- Data entries -

BEGIN

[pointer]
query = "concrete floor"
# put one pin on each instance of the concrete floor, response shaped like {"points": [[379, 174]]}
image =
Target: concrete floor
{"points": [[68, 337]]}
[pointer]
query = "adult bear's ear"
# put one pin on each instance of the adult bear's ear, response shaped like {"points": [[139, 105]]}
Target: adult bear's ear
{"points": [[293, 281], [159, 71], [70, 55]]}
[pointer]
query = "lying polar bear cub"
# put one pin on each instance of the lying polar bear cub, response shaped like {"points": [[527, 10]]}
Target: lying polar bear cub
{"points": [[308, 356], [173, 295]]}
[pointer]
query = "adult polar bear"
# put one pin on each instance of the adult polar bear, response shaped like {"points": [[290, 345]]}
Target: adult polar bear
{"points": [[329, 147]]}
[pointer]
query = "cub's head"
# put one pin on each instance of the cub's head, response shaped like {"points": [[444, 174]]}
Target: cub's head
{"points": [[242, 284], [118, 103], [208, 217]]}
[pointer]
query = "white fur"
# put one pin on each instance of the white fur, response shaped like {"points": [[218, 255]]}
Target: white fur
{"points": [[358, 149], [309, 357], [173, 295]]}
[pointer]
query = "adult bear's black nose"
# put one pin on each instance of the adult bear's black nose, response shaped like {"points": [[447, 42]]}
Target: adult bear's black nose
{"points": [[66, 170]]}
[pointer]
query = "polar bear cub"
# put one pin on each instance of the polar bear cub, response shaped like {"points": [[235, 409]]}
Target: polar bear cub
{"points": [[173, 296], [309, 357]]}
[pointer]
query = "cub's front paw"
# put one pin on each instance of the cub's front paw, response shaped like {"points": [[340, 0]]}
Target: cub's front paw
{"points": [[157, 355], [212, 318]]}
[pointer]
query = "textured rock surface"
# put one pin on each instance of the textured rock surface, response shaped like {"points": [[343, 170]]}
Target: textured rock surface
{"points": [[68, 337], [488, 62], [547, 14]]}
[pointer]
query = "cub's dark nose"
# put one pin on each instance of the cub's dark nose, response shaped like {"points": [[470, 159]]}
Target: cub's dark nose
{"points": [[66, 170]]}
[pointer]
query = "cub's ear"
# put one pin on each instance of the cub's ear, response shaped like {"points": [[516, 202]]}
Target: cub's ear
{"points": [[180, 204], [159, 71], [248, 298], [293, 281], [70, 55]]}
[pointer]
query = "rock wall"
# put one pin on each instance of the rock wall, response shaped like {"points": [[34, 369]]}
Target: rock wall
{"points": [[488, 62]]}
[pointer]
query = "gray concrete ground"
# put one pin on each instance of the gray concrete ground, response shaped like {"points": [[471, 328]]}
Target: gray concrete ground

END

- Exercise task -
Please pick out every row containing the string "ground" and copy each of those rows in full. Case counts when matching.

- Exercise response -
query = "gray concrete ground"
# put one pin on each instance of the gray concrete ground, response shaped like {"points": [[471, 328]]}
Target: gray concrete ground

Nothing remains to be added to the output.